Brano scelto:

---*---

Le missionarie ed i missionari furono oggetto di critiche da parte del  clero  indù preoccupato per un possibile proselitismo e da parte degli occidentali che li accusavano di mero assistenzialismo.

Le Missionarie della Carità

Le Missionarie della carità vestono un sari bianco, cioè l’abito tipico delle donne indiane. Il bianco, al contrario che nei popoli occidentali, è in Oriente il colore del lutto. Il sari delle suore di Calcutta è l’abito delle vedove più povere, a cui Madre Teresa aggiunse delle strisce azzurre. Il colore azzurro fu scelto in omaggio alla Vergine Maria; sulla spalla sinistra dell’abito è cucita una piccola croce. Hanno comunità in numerosi paesi d’Europa, Africa, Asia, Oceania e Americhe. Al 31 dicembre 2008 contavano 5.194 religiose in 762 case.

I rami maschili

I Padri Missionari della Carità indossano pantaloni e camicia di colore grigio, e una piccola croce metallica sulla spalla sinistra. I Fratelli di vita contemplativa indossano una tunica grigia, e portano anch’essi una piccola croce cucita sulla spalla sinistra. I Fratelli di vita attiva, invece, non hanno un abito particolare, e si riconoscono soltanto per la piccola croce che portano anch’essi sulla spalla sinistra. Nel 2010 erano 377 i fratelli attivi che servivano in 68 case in 21 paesi.

---*---

Dati registrati:
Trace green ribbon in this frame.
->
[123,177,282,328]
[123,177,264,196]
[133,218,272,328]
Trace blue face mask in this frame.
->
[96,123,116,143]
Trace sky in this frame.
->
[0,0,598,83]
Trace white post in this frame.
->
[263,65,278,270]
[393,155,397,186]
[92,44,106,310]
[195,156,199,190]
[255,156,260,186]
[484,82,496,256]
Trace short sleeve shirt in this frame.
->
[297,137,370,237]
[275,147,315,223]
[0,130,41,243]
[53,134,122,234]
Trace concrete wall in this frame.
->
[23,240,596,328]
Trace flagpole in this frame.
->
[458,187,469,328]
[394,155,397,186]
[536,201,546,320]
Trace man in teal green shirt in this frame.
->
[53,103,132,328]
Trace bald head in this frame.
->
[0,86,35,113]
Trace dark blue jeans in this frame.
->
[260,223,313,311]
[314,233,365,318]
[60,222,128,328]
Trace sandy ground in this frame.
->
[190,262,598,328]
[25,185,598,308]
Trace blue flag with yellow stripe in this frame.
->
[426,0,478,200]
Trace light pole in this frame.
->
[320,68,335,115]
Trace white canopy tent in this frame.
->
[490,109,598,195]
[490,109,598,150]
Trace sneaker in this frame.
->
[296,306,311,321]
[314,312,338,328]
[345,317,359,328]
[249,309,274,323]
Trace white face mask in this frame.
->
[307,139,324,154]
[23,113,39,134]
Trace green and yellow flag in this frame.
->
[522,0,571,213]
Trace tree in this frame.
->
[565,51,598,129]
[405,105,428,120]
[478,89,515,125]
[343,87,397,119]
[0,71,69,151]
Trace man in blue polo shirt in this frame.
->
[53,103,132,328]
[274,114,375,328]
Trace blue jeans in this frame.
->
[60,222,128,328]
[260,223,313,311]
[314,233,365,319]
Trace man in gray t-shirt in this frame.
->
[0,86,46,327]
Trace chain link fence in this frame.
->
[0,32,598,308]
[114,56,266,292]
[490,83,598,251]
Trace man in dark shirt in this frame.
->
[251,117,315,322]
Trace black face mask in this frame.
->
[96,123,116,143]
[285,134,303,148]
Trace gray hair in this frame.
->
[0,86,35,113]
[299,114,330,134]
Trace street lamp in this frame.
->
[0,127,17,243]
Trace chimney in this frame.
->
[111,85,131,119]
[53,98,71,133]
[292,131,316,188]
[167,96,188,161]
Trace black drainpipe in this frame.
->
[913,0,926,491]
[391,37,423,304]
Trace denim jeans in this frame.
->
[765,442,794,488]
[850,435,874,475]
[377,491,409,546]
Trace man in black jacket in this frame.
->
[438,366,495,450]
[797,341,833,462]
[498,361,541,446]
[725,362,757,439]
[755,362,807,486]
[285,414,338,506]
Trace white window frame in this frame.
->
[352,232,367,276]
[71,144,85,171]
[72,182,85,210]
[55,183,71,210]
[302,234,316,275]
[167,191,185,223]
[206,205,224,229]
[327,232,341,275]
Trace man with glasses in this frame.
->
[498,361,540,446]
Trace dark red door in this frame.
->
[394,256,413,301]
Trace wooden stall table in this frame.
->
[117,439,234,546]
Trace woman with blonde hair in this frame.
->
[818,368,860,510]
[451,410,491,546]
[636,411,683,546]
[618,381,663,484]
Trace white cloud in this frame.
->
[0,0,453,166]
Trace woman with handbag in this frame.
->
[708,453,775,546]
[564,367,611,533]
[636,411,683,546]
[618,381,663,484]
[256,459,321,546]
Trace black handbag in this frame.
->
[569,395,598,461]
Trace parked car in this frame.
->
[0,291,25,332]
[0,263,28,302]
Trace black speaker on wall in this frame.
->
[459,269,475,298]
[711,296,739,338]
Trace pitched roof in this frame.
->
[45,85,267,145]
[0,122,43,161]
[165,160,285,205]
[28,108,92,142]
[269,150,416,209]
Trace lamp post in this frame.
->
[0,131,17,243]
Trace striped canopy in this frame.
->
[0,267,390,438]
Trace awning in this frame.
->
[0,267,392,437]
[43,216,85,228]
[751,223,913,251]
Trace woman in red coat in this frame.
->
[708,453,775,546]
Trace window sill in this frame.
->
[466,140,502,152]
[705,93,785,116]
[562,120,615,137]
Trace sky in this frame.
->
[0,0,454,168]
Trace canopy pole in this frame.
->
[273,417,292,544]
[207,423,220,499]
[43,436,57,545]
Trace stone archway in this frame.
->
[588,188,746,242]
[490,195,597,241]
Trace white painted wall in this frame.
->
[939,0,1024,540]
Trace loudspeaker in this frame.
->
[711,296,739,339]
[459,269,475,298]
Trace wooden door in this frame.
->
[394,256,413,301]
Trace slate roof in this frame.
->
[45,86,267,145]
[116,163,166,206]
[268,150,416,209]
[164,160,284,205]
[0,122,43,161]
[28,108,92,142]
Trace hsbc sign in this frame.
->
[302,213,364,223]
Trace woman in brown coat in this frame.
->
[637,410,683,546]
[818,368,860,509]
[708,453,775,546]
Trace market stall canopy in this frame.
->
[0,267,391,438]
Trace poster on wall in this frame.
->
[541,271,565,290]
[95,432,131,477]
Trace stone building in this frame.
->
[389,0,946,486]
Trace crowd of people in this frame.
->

---*---

Cosa fare: Prosegui il brano sulle Missionarie della Carità partendo dopo la sua ultima frase.

Spazio risposta:
Madre Teresa nella diocesi di Massa Marittima – Piombino

All’isola carceraria di Pianosa (1986)

Il 17 maggio 1986 Madre Teresa visita Pianosa per incontrare i detenuti.

A Massa Marittima (1991)

Nel 1991, sempre nel mese di maggio, Madre Teresa torna in diocesi, invitata dal vescovo mons. Angelo Comastri. Prima viene accolta a Massa Marittima.

A Portoferraio (1991)

Si reca poi all’isola d’Elba. Ma la memoria della diocesi non è limitata al ricordo di queste occasioni di vari anni fa. È una memoria viva: visitando la diocesi, Madre Teresa comunicò al vescovo Comastri la sua intenzione di fondare in Piombino una comunità di vita contemplativa. Tale comunità è stata fondata nella chiesina del Desco e ogni giorno prega indefessamente per tutti.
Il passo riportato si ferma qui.